*** DATASET ENTRIES ***
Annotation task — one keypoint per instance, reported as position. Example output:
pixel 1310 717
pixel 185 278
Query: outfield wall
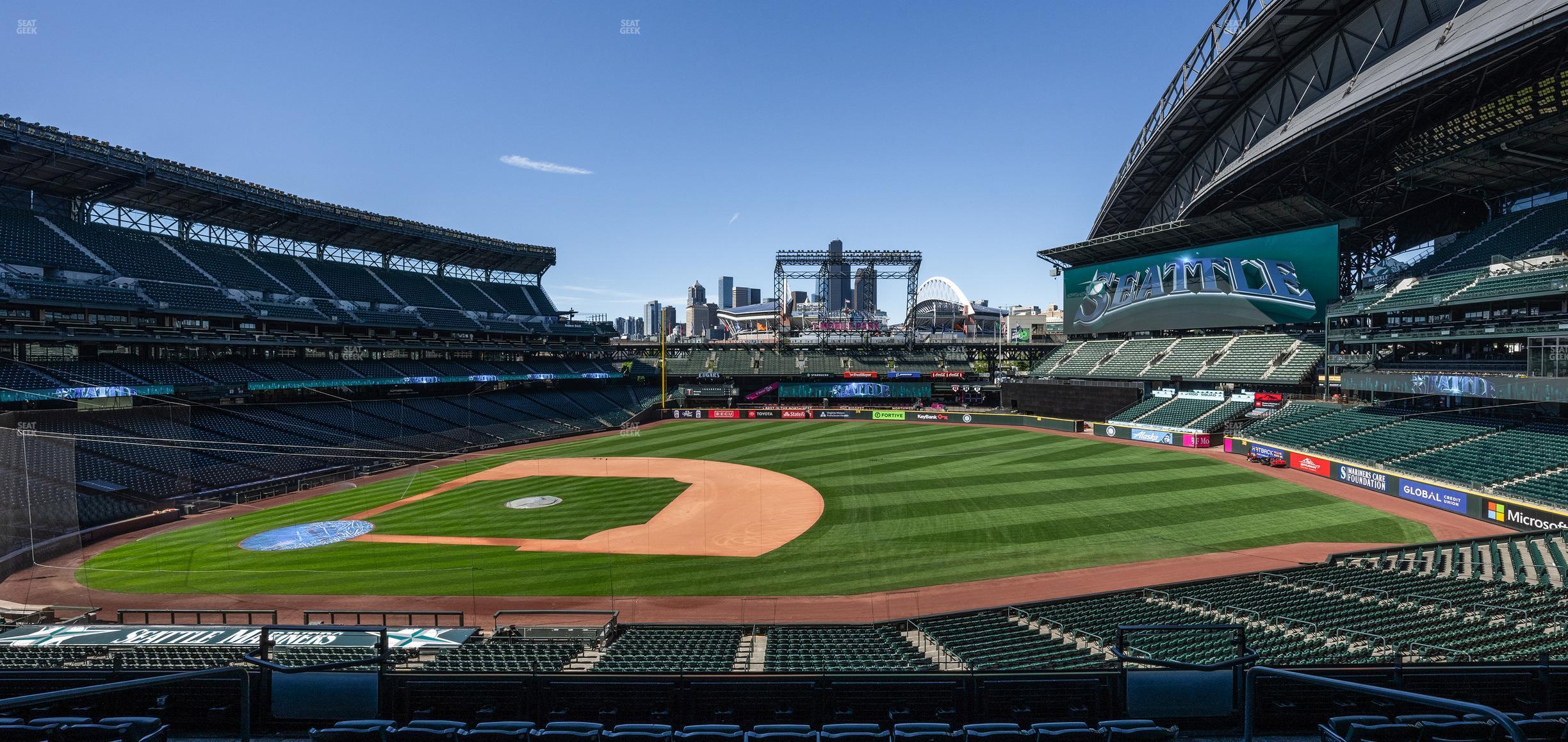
pixel 1441 496
pixel 1027 421
pixel 1156 435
***
= YOUR OBJECTIVE =
Pull the text lines from the rows above and reproduce each one word for word, leaving out the pictures.

= SOLUTION =
Annotation task — one keypoint per instance, reported as position. Example output:
pixel 1310 717
pixel 185 278
Query: outfield wall
pixel 1441 496
pixel 1027 421
pixel 1156 435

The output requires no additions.